## START
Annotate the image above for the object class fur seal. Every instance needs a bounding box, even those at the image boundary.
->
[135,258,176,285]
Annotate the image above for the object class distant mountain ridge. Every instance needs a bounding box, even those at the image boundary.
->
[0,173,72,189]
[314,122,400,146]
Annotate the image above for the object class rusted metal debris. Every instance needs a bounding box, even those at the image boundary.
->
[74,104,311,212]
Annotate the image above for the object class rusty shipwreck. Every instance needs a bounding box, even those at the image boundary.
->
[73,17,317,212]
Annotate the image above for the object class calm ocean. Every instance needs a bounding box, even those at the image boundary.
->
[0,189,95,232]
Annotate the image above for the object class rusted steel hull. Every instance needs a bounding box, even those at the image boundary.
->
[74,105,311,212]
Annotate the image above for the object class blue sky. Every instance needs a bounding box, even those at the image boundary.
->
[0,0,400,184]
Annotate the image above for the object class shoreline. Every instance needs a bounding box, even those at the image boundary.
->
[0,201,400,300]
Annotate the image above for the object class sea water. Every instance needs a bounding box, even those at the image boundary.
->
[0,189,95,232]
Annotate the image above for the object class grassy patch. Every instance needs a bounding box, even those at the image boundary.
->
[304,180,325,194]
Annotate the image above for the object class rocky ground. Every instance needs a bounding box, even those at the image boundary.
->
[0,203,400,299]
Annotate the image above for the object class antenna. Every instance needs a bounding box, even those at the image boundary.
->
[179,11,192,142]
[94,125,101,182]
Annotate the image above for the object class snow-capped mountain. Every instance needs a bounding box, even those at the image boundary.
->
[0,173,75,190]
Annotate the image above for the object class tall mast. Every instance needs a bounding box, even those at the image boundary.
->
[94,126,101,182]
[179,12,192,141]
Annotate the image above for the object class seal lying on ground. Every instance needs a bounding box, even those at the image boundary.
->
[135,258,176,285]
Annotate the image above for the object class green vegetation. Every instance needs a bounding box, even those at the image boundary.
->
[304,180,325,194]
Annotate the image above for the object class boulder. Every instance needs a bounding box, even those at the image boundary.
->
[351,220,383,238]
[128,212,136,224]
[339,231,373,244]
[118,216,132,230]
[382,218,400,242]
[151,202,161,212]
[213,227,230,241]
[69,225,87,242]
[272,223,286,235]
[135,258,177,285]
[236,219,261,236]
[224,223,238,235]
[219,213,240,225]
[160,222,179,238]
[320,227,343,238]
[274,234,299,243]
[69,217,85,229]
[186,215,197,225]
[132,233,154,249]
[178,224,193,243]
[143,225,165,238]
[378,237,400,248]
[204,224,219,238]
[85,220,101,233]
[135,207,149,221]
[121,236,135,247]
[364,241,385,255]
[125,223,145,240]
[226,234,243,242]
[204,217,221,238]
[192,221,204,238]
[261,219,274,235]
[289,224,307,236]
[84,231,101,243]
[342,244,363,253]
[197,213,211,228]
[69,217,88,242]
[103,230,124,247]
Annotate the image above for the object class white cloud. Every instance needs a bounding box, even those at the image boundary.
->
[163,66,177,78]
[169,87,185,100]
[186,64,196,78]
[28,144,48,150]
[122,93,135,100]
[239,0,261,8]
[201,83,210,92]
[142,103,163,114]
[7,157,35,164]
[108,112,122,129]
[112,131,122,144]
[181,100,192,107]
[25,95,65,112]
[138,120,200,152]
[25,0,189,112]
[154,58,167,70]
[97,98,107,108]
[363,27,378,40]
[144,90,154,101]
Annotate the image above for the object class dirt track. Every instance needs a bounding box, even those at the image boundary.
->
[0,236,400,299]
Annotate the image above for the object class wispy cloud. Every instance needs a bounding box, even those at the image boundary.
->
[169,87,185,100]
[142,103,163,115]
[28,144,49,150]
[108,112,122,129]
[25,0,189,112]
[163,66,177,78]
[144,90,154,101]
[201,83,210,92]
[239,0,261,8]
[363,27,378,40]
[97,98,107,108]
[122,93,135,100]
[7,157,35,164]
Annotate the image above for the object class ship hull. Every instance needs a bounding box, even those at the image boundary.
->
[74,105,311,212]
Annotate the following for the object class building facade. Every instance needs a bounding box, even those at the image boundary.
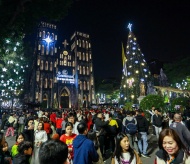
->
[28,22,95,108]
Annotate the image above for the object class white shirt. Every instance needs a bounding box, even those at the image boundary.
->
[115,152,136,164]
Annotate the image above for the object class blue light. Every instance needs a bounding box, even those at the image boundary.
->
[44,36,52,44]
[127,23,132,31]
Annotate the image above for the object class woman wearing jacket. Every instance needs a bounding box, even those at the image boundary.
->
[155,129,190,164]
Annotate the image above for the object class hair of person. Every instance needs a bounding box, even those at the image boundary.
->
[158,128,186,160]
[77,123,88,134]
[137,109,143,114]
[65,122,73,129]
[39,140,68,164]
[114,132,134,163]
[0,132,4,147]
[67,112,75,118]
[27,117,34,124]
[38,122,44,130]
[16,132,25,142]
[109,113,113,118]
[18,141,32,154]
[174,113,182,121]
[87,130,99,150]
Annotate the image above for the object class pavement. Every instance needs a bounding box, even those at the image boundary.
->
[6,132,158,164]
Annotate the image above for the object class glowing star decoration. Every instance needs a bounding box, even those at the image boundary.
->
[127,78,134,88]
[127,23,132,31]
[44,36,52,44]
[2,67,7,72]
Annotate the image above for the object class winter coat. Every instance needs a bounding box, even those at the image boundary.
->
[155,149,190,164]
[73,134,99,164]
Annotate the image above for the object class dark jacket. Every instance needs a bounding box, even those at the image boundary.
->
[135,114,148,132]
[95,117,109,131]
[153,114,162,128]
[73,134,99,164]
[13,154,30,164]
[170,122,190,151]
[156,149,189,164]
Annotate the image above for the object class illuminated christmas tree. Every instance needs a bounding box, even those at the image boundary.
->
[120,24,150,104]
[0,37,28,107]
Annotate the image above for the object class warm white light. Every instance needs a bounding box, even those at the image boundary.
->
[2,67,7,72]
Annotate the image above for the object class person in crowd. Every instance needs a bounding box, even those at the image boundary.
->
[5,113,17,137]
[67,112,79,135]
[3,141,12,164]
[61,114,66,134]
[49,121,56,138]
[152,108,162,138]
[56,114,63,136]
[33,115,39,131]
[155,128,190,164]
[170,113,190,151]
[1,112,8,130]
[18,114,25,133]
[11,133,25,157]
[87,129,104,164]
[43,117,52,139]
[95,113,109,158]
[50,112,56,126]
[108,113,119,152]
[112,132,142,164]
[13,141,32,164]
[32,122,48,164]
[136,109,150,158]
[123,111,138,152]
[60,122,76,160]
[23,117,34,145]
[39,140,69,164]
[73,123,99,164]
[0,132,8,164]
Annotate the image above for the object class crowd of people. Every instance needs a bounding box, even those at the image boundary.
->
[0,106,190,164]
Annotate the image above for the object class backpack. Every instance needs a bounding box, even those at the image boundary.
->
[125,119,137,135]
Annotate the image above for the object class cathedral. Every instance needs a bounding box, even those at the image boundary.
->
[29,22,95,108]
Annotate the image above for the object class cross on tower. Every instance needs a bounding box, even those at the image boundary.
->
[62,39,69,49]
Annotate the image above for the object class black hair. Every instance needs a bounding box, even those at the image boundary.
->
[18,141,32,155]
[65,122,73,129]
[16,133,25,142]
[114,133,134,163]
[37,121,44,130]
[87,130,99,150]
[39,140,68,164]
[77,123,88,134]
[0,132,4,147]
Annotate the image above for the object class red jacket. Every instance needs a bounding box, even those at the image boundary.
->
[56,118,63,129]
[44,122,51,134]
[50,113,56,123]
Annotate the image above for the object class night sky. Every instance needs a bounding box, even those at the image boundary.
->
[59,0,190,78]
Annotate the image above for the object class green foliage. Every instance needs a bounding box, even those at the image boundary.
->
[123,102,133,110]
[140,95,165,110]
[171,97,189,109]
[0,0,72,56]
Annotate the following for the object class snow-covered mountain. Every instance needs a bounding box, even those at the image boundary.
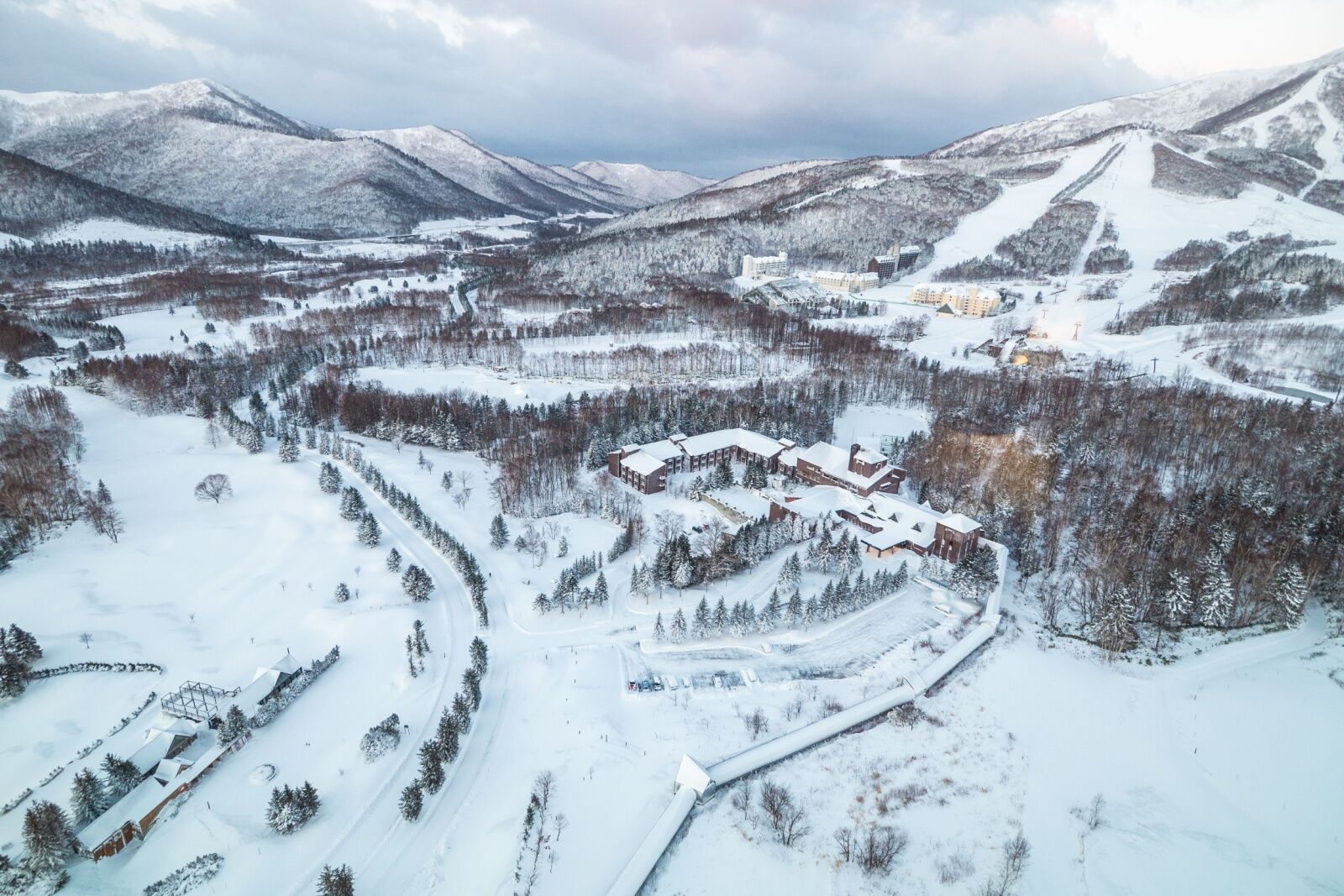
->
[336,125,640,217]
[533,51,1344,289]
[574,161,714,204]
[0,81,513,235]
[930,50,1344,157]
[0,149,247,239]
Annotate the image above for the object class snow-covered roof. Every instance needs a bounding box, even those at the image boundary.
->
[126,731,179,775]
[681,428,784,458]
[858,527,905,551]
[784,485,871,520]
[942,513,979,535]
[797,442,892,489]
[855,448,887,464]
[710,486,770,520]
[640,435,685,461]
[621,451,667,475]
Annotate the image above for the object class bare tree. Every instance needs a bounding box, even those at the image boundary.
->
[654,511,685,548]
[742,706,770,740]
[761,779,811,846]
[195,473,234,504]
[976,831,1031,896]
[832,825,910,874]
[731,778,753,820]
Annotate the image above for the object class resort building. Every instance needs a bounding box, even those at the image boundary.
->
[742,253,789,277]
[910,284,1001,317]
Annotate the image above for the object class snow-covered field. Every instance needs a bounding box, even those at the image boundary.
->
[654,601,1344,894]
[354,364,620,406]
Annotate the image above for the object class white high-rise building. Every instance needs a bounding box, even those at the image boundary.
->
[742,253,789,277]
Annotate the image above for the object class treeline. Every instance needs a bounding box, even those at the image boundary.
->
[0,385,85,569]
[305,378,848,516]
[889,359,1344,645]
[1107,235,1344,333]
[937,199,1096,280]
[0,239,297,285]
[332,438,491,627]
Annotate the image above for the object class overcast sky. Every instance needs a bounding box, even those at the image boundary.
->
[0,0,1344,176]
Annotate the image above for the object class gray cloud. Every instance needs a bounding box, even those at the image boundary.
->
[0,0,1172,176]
## END
## START
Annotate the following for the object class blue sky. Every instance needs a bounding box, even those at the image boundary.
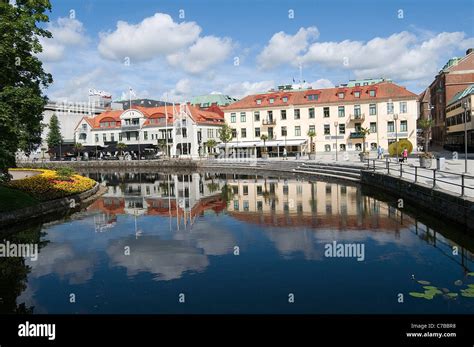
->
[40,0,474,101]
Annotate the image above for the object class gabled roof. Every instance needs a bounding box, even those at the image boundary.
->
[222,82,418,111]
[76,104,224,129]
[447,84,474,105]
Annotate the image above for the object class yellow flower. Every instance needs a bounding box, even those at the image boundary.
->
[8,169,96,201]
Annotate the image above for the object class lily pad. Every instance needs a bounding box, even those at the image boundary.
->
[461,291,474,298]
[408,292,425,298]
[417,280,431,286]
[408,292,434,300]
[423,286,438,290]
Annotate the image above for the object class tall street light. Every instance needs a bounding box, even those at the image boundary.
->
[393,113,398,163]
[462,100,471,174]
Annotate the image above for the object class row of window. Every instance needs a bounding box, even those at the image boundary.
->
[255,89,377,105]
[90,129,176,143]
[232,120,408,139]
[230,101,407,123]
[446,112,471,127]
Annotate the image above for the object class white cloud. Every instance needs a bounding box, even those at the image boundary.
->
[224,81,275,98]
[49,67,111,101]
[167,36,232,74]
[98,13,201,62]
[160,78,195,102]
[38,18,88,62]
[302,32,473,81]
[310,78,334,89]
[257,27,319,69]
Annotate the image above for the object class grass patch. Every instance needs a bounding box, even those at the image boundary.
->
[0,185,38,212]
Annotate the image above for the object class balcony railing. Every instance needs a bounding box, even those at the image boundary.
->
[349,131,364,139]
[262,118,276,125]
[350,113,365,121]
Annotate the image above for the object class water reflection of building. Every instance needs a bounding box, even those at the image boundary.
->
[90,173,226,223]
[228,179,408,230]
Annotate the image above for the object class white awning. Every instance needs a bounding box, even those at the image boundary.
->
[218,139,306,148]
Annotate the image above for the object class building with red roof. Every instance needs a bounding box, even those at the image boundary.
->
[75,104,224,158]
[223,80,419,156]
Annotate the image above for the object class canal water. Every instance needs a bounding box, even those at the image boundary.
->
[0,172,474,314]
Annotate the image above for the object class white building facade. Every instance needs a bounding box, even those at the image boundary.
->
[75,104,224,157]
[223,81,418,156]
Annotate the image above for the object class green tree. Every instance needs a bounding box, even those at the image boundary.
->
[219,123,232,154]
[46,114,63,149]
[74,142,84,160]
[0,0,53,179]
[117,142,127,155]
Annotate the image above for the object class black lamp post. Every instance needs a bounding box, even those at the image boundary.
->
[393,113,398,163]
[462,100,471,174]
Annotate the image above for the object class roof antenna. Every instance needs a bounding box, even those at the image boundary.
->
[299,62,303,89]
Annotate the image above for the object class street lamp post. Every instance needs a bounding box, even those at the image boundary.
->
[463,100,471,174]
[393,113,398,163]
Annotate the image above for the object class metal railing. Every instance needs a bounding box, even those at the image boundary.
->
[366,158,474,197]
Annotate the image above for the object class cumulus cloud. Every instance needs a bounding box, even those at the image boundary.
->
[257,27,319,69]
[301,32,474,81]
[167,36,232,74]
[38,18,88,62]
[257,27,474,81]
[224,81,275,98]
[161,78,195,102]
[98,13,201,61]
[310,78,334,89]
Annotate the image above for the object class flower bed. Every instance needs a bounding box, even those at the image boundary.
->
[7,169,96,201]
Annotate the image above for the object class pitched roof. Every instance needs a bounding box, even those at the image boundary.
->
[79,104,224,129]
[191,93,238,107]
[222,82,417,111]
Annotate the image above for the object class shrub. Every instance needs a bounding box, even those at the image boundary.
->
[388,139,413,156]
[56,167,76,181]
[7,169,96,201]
## END
■ Exercise details
Can you reproduce, unchanged, the part of the listing above that starts with the line containing "Annotate the image above for the object class bare" and ends with the line containing "[0,0,1172,176]", including both of those lines?

■ Finished exercise
Annotate the image above for the object class bare tree. Every instance needs a bounding box, even those at the image boundary.
->
[654,511,685,548]
[742,706,770,740]
[761,779,811,846]
[195,473,234,504]
[976,831,1031,896]
[832,825,910,874]
[731,778,753,820]
Annotate the image above for the object class resort building. Every instance needs a bounding box, even those at the image boundary.
->
[742,253,789,277]
[910,284,1001,317]
Annotate the image above for the object class snow-covered field. Every instance needs a bounding box, even those at the image boundary.
->
[654,601,1344,894]
[354,364,620,406]
Annotate the image above for the object class white high-rise building. Every instance needs a bounding box, even those at the image boundary.
->
[742,253,789,277]
Annotate the image above for the object class treeline. Every instance needs a bounding box, even those at the image boundary.
->
[0,385,85,569]
[305,378,848,516]
[889,359,1344,645]
[1107,235,1344,333]
[937,199,1096,280]
[0,239,297,285]
[332,438,491,627]
Annotate the image above for the object class overcast sky. Every instance needs a bounding box, even those at the image boundary.
->
[0,0,1344,176]
Annotate the image above for the object class gray cloud. Every instance needs a bounding box, even those at the image boundary.
->
[0,0,1172,176]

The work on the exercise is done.